What to work on — Copy the lumber loco thread from "## cjwalas (Jan" up to and including "stick deck, naturally.", renaming "shampoo bottle" to "soda bottle" everywhere it occurs.
*** Passage provided ***
# Hartland Mack Lumber bash



## cjwalas (Jan 2, 2008)

The boys in the Shagamauw Lumber shops are continually trying to justify their jobs, so a new vertical boiler loco has made an appearance!
It started out as a Hartland Mack, but all that got used was from the deck down;









The fuel bin is bits from a Hartland gondola, the boiler is an old shampoo bottle, the cylinders are from a battery Xmas loco, and the water tank is a block of wood. Popsicle stick deck, naturally.










I drilled and tapped the wheels to take a bolt for the rods.









Add aluminum funnel, wood and plastic bits.....









And there you have it! One brand new, beat up old loco!









The model runs nice and smooth, no real surprise given the Mack drive. 

















Getting the rods situated right was a bit fiddly, but they came out fine. I just wish they weren't hidden so much behind the water tank! 









She'll do just fine to pull the newly finished line of skeleton log cars! The roster of Shagamauw Lumber just keeps growing!

Chris


----------



## Gary Armitstead (Jan 2, 2008)

Lookin' good Chris. Nice to see you back at it again. THX for posting.


----------



## peter bunce (Dec 29, 2007)

Hi Chris, 

A photogenic little 'Bitsa!', very interesting little loco, thanks for the informative photos. 

Now what are you going to use those two Mack engine covers for I wonder? I'll bet you have something in mind!


----------



## East Broad Top (Dec 29, 2007)

Yes, and to make things even better, it was a dandruff-control shampoo bottle for the boiler, so it minimizes the cinders that rain down as it runs, to say nothing of the fact that the locomotive is very soft on the rails, but still full of energy. Alas, claims about more "shine" seem to be unsupported by the evidence.  

Very cool loco! 

Later, 

K


----------



## Mik (Jan 2, 2008)

cute lil beastie. Looks like a Welsh Quarry engine (DeWinton type).


----------



## Stan Cedarleaf (Jan 2, 2008)

Certainly you jest...... You mean that thing actually runs. Whoever heard of a shampoo bottle and a funnel running a locomotive...... 

Ohhhhhhhhhhhhh... I forgot that it came out of the Rogue County Skunk Works... Anything designed there will run... Stealthy or not.....
*** Entries shown ***
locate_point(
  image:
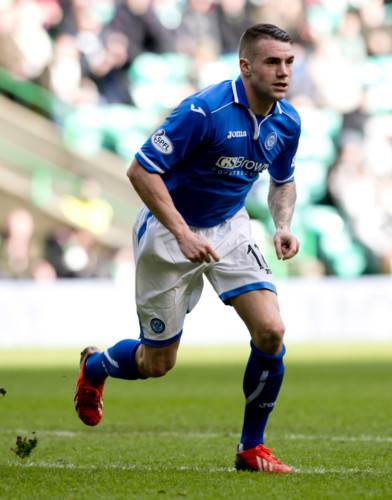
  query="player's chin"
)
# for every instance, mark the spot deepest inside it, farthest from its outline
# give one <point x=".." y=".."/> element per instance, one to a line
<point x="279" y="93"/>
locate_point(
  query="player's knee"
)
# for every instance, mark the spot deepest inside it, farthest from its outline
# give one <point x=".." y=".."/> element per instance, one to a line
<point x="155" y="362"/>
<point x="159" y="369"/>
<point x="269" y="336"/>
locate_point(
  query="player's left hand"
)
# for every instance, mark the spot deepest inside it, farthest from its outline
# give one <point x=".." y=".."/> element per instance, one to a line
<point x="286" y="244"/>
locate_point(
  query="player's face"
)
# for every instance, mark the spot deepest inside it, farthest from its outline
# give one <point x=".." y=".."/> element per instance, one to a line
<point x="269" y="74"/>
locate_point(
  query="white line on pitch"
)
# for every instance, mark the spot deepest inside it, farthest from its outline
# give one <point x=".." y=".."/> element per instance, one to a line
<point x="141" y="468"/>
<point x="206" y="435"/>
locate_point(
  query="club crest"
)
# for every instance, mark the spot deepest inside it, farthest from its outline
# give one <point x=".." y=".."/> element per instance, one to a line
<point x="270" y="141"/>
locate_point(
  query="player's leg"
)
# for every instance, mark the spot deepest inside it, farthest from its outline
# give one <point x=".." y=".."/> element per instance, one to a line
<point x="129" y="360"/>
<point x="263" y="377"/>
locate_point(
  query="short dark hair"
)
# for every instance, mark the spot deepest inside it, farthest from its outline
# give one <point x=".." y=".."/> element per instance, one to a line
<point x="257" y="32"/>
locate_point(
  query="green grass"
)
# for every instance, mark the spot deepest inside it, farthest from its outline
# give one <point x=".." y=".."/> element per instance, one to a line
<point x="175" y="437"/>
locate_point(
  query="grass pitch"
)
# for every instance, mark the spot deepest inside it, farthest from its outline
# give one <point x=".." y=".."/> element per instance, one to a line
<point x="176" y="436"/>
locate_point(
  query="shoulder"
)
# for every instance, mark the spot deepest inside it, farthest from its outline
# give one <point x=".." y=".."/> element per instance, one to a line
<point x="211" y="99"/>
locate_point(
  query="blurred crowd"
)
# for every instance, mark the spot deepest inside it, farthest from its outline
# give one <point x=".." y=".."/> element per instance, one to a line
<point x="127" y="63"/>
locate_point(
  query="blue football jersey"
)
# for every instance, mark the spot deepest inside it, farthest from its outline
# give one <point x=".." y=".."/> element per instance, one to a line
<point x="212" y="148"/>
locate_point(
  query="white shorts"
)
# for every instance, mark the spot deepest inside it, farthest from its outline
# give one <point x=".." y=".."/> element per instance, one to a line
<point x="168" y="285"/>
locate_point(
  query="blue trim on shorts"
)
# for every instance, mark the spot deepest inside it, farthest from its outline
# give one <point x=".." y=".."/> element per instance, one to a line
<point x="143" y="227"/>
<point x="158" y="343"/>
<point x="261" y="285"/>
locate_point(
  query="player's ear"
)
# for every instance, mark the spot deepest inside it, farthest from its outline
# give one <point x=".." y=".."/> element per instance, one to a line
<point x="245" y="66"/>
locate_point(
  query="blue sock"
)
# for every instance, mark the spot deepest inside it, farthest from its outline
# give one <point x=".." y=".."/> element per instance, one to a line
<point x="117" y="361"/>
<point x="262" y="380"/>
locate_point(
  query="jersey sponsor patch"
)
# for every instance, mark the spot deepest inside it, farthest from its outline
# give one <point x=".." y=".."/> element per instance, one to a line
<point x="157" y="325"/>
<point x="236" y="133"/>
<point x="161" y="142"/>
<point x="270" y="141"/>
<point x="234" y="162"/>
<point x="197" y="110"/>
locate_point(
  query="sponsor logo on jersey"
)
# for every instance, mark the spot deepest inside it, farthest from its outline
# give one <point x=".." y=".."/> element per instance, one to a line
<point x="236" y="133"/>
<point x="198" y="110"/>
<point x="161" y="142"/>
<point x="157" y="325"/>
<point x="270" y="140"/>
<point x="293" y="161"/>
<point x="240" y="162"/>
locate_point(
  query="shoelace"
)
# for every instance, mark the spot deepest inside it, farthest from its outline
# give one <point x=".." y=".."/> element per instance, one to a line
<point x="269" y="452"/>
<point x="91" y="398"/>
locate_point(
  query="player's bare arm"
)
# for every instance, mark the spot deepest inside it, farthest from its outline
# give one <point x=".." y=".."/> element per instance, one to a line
***
*** Entries shown ***
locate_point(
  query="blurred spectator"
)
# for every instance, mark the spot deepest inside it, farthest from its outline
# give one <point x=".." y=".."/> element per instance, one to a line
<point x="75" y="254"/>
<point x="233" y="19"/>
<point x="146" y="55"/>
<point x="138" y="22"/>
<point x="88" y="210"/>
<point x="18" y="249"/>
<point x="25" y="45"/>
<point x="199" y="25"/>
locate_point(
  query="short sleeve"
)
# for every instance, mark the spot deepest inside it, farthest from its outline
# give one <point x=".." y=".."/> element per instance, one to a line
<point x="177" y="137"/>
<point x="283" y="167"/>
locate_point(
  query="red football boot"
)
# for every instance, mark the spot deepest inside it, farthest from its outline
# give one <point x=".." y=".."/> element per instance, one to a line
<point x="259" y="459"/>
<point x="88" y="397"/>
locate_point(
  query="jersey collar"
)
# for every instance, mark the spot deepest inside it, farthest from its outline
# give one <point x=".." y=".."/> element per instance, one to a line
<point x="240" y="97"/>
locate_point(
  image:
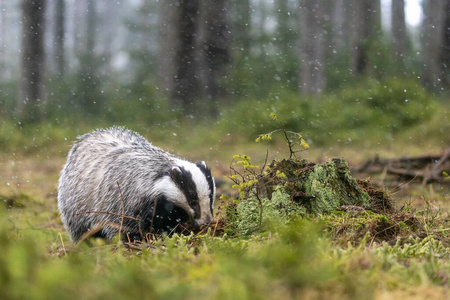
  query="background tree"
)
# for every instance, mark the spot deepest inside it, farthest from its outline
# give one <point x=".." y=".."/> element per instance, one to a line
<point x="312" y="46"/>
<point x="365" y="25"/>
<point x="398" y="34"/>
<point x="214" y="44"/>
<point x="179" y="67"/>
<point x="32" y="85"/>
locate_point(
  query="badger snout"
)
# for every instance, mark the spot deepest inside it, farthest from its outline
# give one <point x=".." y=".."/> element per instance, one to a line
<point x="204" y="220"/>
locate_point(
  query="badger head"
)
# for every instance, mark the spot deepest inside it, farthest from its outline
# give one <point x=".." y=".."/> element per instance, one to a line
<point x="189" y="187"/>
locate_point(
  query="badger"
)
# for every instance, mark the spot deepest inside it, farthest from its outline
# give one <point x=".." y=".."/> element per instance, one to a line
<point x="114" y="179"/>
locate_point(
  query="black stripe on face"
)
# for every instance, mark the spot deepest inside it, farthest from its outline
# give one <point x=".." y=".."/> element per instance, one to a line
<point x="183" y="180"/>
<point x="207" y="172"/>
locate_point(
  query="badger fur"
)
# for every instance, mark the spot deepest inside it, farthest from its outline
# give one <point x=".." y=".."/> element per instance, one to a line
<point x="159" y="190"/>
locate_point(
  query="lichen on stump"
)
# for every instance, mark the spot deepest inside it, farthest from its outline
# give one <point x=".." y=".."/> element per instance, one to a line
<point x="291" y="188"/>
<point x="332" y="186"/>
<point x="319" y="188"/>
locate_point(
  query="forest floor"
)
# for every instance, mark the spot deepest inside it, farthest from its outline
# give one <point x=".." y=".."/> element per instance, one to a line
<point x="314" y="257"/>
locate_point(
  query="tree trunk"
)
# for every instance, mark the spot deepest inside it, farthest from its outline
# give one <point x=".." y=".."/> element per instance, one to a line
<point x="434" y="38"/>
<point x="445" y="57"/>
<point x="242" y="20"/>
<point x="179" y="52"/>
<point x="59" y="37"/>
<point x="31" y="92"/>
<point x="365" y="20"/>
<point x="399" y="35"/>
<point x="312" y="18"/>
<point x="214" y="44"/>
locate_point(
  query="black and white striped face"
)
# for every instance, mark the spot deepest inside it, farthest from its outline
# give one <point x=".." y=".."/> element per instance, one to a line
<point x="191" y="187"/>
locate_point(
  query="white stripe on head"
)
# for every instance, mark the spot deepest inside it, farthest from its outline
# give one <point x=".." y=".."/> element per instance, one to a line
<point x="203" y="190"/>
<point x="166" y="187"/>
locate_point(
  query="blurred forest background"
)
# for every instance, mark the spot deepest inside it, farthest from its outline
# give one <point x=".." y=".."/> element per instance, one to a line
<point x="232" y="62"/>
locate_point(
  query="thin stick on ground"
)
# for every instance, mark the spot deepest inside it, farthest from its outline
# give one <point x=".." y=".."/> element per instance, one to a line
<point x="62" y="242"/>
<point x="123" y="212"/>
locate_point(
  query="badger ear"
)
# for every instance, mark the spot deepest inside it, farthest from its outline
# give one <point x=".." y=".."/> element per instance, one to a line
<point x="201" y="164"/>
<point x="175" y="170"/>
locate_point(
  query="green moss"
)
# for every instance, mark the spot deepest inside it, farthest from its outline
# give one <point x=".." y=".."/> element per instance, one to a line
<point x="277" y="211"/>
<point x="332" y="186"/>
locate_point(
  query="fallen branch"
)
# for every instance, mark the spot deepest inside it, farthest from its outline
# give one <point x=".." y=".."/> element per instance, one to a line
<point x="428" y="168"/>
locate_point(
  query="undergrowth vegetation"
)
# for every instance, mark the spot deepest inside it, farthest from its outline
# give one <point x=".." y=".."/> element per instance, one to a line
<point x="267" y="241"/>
***
Written answer —
## cjwalas (Jan 2, 2008)

The boys in the Shagamauw Lumber shops are continually trying to justify their jobs, so a new vertical boiler loco has made an appearance!
It started out as a Hartland Mack, but all that got used was from the deck down;









The fuel bin is bits from a Hartland gondola, the boiler is an old soda bottle, the cylinders are from a battery Xmas loco, and the water tank is a block of wood. Popsicle stick deck, naturally.